* What is expected:
Repeat the entries in full. Each line must match exactly.

* Supplied material:

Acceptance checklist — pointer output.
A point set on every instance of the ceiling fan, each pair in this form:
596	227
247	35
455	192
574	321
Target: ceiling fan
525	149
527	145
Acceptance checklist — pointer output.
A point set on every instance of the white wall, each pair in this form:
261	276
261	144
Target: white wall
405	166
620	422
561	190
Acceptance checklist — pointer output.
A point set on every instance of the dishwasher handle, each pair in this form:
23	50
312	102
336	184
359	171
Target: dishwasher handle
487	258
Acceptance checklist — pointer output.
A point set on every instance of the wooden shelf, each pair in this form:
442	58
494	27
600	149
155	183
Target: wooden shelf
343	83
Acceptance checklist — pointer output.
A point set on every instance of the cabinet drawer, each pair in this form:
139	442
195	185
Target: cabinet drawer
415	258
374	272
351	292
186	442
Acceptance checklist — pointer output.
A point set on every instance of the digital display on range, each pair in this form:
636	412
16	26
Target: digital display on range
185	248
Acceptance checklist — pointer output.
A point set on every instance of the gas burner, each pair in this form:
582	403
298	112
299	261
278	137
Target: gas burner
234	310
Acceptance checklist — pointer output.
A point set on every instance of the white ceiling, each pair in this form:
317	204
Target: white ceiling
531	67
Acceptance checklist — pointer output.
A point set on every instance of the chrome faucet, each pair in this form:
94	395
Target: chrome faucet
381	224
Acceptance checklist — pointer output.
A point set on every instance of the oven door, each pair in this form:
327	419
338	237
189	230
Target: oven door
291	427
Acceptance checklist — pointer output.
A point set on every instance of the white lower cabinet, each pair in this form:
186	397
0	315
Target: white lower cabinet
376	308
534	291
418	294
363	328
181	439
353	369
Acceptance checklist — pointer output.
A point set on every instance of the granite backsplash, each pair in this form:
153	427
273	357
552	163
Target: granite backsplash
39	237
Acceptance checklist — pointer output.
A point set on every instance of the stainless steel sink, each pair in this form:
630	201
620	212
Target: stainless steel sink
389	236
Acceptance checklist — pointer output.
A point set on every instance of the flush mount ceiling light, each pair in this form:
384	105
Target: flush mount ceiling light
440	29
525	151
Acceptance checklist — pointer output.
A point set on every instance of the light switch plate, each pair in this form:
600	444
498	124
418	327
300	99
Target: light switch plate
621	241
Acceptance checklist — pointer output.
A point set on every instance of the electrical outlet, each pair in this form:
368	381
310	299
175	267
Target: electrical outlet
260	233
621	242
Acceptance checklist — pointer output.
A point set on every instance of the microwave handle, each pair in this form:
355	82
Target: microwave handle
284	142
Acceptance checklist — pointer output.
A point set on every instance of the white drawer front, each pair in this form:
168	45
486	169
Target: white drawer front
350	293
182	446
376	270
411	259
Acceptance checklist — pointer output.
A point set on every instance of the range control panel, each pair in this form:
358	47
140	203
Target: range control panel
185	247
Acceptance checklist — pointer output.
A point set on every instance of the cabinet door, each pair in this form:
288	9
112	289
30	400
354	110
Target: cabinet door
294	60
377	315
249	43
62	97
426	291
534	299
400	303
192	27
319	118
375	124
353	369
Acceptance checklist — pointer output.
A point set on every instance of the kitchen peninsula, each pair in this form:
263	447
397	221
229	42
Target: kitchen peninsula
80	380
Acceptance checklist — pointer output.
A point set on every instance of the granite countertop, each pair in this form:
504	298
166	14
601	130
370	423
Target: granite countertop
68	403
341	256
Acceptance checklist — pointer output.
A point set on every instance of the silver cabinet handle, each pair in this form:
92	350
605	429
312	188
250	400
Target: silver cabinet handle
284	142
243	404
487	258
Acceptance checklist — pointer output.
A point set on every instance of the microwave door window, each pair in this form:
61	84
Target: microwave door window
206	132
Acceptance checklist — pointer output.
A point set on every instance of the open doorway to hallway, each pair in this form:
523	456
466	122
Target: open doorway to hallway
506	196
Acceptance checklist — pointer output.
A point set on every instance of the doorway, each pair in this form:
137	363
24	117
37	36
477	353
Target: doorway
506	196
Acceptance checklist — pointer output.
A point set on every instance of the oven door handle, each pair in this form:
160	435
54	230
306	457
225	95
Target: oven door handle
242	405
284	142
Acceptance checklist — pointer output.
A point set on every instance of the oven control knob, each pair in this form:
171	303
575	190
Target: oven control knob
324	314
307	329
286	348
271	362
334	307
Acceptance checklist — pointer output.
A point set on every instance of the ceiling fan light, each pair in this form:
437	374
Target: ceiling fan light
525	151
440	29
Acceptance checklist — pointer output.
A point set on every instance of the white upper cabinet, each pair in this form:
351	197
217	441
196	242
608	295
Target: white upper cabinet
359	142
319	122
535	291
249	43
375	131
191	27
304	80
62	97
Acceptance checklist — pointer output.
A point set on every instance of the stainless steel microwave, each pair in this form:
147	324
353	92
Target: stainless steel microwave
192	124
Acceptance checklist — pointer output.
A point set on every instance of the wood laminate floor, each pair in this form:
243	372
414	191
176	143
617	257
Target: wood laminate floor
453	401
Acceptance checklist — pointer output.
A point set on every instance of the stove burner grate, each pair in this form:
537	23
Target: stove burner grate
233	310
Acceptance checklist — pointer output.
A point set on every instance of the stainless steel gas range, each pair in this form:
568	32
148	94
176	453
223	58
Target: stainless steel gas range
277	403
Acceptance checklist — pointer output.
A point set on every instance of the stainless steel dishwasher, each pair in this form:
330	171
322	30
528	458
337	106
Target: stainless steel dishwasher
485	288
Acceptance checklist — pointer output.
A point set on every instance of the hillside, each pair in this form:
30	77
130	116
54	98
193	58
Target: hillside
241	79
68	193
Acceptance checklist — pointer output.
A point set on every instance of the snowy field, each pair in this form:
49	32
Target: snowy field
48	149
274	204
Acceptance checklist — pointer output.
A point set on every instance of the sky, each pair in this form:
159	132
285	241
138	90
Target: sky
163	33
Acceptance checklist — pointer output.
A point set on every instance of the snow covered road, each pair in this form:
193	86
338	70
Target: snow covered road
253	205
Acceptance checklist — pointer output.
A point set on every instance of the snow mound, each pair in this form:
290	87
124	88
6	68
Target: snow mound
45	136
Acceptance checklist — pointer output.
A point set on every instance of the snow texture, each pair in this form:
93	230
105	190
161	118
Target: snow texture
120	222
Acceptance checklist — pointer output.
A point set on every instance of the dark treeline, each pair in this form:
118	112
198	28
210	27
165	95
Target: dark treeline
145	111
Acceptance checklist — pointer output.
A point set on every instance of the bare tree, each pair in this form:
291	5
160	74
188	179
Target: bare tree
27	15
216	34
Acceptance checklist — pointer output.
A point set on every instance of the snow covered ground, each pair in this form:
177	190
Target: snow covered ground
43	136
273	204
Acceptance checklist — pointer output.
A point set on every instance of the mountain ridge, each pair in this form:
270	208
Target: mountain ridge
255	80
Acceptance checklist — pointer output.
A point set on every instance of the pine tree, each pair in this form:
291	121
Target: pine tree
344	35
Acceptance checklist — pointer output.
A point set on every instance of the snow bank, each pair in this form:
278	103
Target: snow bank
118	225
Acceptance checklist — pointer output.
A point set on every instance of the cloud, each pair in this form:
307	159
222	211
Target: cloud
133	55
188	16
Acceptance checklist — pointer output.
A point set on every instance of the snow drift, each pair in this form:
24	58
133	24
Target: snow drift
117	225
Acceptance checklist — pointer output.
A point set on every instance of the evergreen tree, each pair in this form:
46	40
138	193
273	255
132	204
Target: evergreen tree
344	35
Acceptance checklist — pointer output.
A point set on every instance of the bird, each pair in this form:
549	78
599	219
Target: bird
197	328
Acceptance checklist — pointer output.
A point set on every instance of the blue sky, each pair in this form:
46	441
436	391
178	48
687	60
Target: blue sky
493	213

* Answer section:
Acceptance checklist — pointer output.
A point set on every instance of the ceiling fan, each pair in this form:
596	227
247	35
455	192
574	321
Target: ceiling fan
525	149
527	145
Acceptance checklist — pointer output.
A point set on every instance of the white wall, each pair in this form:
261	276
261	144
Target: white wall
405	166
620	422
561	190
Acceptance checklist — pointer output.
A point set on every instance of the dishwasher handle, each pair in this form:
23	50
312	102
336	184
359	171
Target: dishwasher handle
487	258
Acceptance checklist — pointer output.
A point set on every instance of the wooden shelf, each pair in this form:
442	58
494	27
600	149
155	183
Target: wooden shelf
343	83
Acceptance checklist — pointer output.
A point set on every instance of the cabinet drawer, each pair in this form:
139	442
195	185
Target: cabinet drawer
415	258
374	272
351	292
186	442
Acceptance checklist — pointer output.
A point set on every instance of the digital display on range, each pair in this form:
636	412
16	26
Target: digital display on range
185	248
Acceptance checklist — pointer output.
A point set on every instance of the gas burner, each pair in this form:
582	403
298	112
299	261
278	137
Target: gas burner
234	310
Acceptance checklist — pointer output.
A point set on every instance of the white ceiling, each pair in this form:
317	204
Target: white ceiling
531	67
Acceptance checklist — pointer output.
A point set on every instance of the chrome faucet, each pair in this form:
94	395
Target: chrome faucet
381	224
Acceptance checklist — pointer output.
A point set on every instance of the oven door, each pair in this form:
327	419
338	237
189	230
Target: oven door
291	427
Acceptance checklist — pointer output.
A point set on every instance of the white lower cabinet, each pair in this form:
186	397
0	315
Target: white lower cabinet
376	308
534	291
418	294
363	328
181	439
353	369
Acceptance checklist — pointer output.
A point set on every instance of the granite backsplash, each pair in this form:
153	427
273	357
552	163
Target: granite backsplash
39	237
Acceptance checklist — pointer output.
A point set on every instance of the stainless steel sink, each pair in this form:
630	201
620	212
Target: stainless steel sink
389	236
Acceptance checklist — pointer output.
A point set on every instance of the flush mount ceiling light, each pair in this form:
384	105
Target: flush mount ceiling light
440	29
525	151
Acceptance checklist — pointer output.
A point set on every instance of the light switch plate, each pair in this form:
600	444
498	124
418	327
300	99
Target: light switch plate
621	241
Acceptance checklist — pointer output.
A point set on every instance of the electrical outlet, each pair in this form:
368	381
310	299
175	267
Target: electrical outlet
260	233
621	242
Acceptance checklist — pointer output.
A point set on every instance of the microwave handle, each pair in this form:
355	82
Target: microwave handle
284	142
Acceptance checklist — pointer output.
A point set on every instance of the white drawer front, each pair in this form:
168	45
486	169
Target: white drawer front
350	293
182	446
376	270
411	259
Acceptance checklist — pointer output.
A point set on every instance of the range control panel, each pair in this form:
358	47
140	203
Target: range control panel
185	247
Acceptance checklist — pointer output.
A point set on every instance of the cabinet door, each pair in this form:
288	9
112	289
30	400
354	110
Target: cabinet door
294	60
377	315
249	43
62	97
426	291
534	299
400	303
192	27
319	118
375	124
353	369
Acceptance checklist — pointer output.
A point set on every instance of the kitchen peninsula, each pair in this form:
263	447
397	221
229	42
Target: kitchen peninsula
80	380
Acceptance checklist — pointer output.
A point set on every instance of the granite countertop, each pair in this form:
504	298
166	14
601	130
370	423
Target: granite countertop
68	403
341	256
Acceptance checklist — pointer output.
A point set on every instance of the silver cabinet handle, each pair in this form:
92	350
605	429
312	188
250	400
Target: silver cabinet handle
284	142
243	404
487	258
Acceptance checklist — pointer output.
A point set on every instance of the microwave door window, each pair in this form:
61	84
Target: microwave door window
206	132
Acceptance checklist — pointer output.
A point set on every instance of the open doorway to hallway, each pair in this form:
523	456
466	122
Target: open doorway to hallway
506	196
Acceptance checklist — pointer output.
A point set on every instance of the doorway, each pair in this form:
137	363
24	117
37	36
477	353
Target: doorway
506	196
Acceptance checklist — pointer output.
A point set on every instance of the oven door handle, each pair in this form:
160	435
54	230
306	457
225	95
Target: oven door handle
242	405
284	142
Acceptance checklist — pointer output.
A point set on every instance of the oven control knob, each pair in this form:
171	303
575	190
Target: oven control knob
324	314
307	329
286	348
271	362
334	307
Acceptance checklist — pointer output.
A point set on every instance of the ceiling fan light, each pair in this form:
437	374
Target: ceiling fan light
525	151
440	29
Acceptance checklist — pointer output.
A point set on every instance of the white upper cabinet, each pair in this form:
351	197
217	441
196	242
608	295
Target: white upper cabinet
359	142
319	122
535	291
249	43
375	131
191	27
304	80
62	97
Acceptance checklist — pointer output.
A point set on every instance of the stainless steel microwave, each pair in this form:
147	324
353	92
Target: stainless steel microwave
192	124
Acceptance checklist — pointer output.
A point set on every instance of the wood laminate floor, each pair in this form:
243	372
414	191
176	143
617	257
Target: wood laminate floor
453	401
Acceptance checklist — pointer output.
A point set on every instance of the stove burner grate, each pair in this form:
537	23
Target: stove burner grate
233	310
Acceptance checklist — pointer output.
A point set on every instance of the stainless steel gas range, each pair in this form:
568	32
148	94
176	453
223	58
Target: stainless steel gas range
277	403
Acceptance checklist — pointer output.
A point set on every instance of the stainless steel dishwasher, each pair in this form:
330	171
322	30
528	458
337	106
Target: stainless steel dishwasher
485	288
Acceptance checklist — pointer output.
A point set on every instance of the hillside, each pair in this form:
30	77
130	116
54	98
193	58
Target: hillside
241	79
68	193
Acceptance checklist — pointer output.
A point set on every instance of the snowy field, each pair in this form:
49	32
Target: snowy field
48	149
274	204
Acceptance checklist — pointer output.
A point set on every instance of the sky, each pair in this form:
159	132
285	241
138	90
Target: sky
163	33
Acceptance checklist — pointer output.
A point set on every instance of the snow covered road, each pair in this form:
193	86
338	70
Target: snow covered road
253	205
Acceptance checklist — pointer output.
A point set on every instance of the snow mound, each pair in this form:
290	87
124	88
6	68
Target: snow mound
45	136
Acceptance checklist — pointer output.
A point set on every instance of the snow texture, each pair in this form:
93	230
105	190
161	118
Target: snow texture
120	222
Acceptance checklist — pointer output.
A point set on every instance of the dark treeline, each pair in this form:
118	112
198	28
210	27
165	95
Target: dark treeline
145	111
Acceptance checklist — pointer output.
A point set on every instance of the bare tree, each pair in this form:
291	5
160	74
188	179
Target: bare tree
27	15
216	34
Acceptance checklist — pointer output.
A point set on every instance of the snow covered ground, each pair in this form:
177	190
Target: snow covered ground
43	136
273	204
Acceptance checklist — pointer output.
A point set on every instance of the mountain ridge, each pair in this form:
270	208
Target: mountain ridge
255	80
Acceptance checklist — pointer output.
A point set on every instance of the pine tree, each pair in this form:
291	121
Target: pine tree
344	35
Acceptance checklist — pointer output.
A point set on every instance of the snow bank, each pair in this form:
278	103
Target: snow bank
118	225
Acceptance checklist — pointer output.
A point set on every instance of the cloud, each pair in this form:
307	159
222	211
Target: cloud
133	55
188	16
Acceptance checklist — pointer output.
A point set on every instance of the snow drift, each pair in this form:
24	58
133	24
Target: snow drift
117	225
Acceptance checklist — pointer output.
A point set on every instance of the evergreen tree, each pair in this form:
46	40
138	193
273	255
132	204
Target: evergreen tree
344	35
Acceptance checklist — pointer output.
A point set on every instance of the bird, each pair in this form:
549	78
599	219
Target: bird
197	328
Acceptance checklist — pointer output.
A point set on every instance of the blue sky, each pair in this form:
46	441
436	391
178	48
687	60
Target: blue sky
493	213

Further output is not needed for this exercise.